> [TEXTE SOURCE]:
::::::::
Date : 20141217
Dossier : IMM-1858-14
Référence : 2014 CF 1228
Ottawa (Ontario), le 17 décembre 2014
En présence de monsieur le juge Harrington
ENTRE : |
KADE DIARRA FELICITE MARIAM THEA MAURICE MAMADI THEA |
demandeurs |
et |
LE MINISTRE DE LA CITOYENNETÉ ET DE L'IMMIGRATION |
défendeur |
JUGEMENT ET MOTIFS
[1] Madame Diarra, la demanderesse principale, est citoyenne de la République de Guinée. Elle est arrivée au Canada en avril 2009. Quelques semaines plus tard, elle donne naissance à sa fille Jeannette. Au cours des mois suivants, ses enfants Maurice et Félicité viennent tour à tour la rejoindre. La demanderesse principale et ces derniers réclament alors l’asile. La Section de la protection des réfugiés rejette leur demande au motif du manque de crédibilité de Mme Diarra. Leur demande d’Examen de risque avant renvoi est également rejetée.
[2] Ceci est le contrôle judiciaire de la décision d’un agent d’immigration rejetant la demande de résidence permanente des demandeurs, au Canada même, pour considérations d’ordre humanitaire.
[3] Le paragraphe 25(1) de la Loi sur l’immigration et la protection des réfugiées permet à une personne qui ne répond pas aux critères d’admissibilité de faire une demande de résidence permanente de l’intérieur du Canada si elle peut démontrer qu’elle fera face à des difficultés inhabituelles, injustifiées ou démesurées si l’on exige que la demande soit faite de l’extérieur du Canada. Il s’agit d’une mesure exceptionnelle.
[4] Si Mme Diarra n’avait pas d’enfant, il va sans dire que cette Cour n’aurait aucune hésitation à rejeter la présente demande. Toutefois, les considérations d’ordre humanitaire doivent être axées sur les deux filles de la demanderesse principale : Félicité, 13 ans, née aux États-Unis et Jeannette, 5 ans, née au Canada. Ni l’une ni l’autre ne peuvent être envoyées en Guinée. Quel genre de vie mènerait alors Félicité si renvoyée aux États-Unis sans sa mère? Et quel genre de vie mènerait Jeannette si elle vivait au Canada sans sa mère?
::::::::
> [EXTRAIT DES DONNÉES]:
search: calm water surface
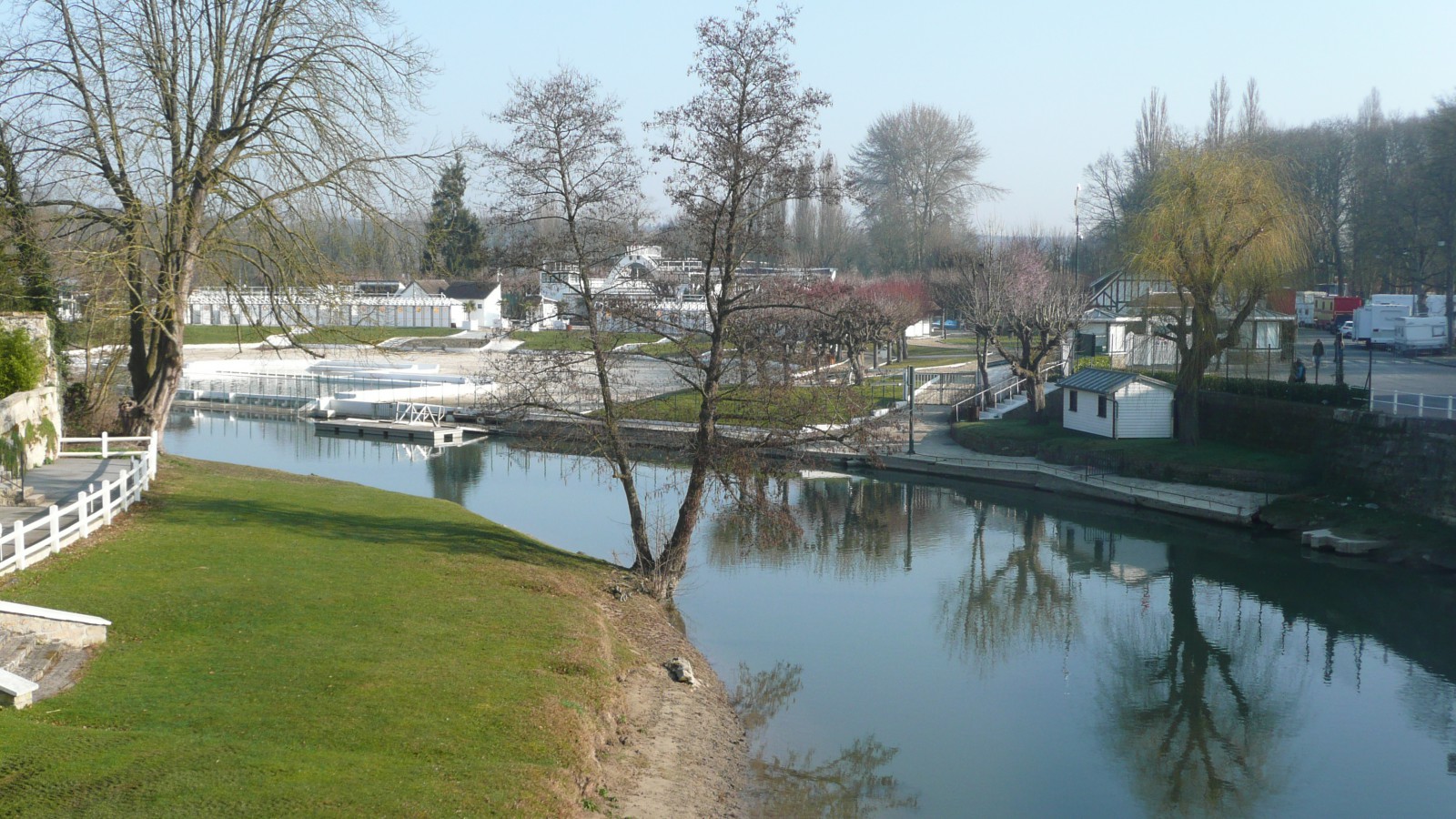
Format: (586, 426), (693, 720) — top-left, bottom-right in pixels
(167, 414), (1456, 817)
::::::::
> [CONSIGNE]: Recopiez, s'il vous plaît, le passage du jugement ci-dessus qui va de « [4] Si Mme Diarra » jusqu'à « Canada sans sa mère? » inclus.

> [RÉPONSE ATTENDUE]:
[4] Si Mme Diarra n’avait pas d’enfant, il va sans dire que cette Cour n’aurait aucune hésitation à rejeter la présente demande. Toutefois, les considérations d’ordre humanitaire doivent être axées sur les deux filles de la demanderesse principale : Félicité, 13 ans, née aux États-Unis et Jeannette, 5 ans, née au Canada. Ni l’une ni l’autre ne peuvent être envoyées en Guinée. Quel genre de vie mènerait alors Félicité si renvoyée aux États-Unis sans sa mère? Et quel genre de vie mènerait Jeannette si elle vivait au Canada sans sa mère?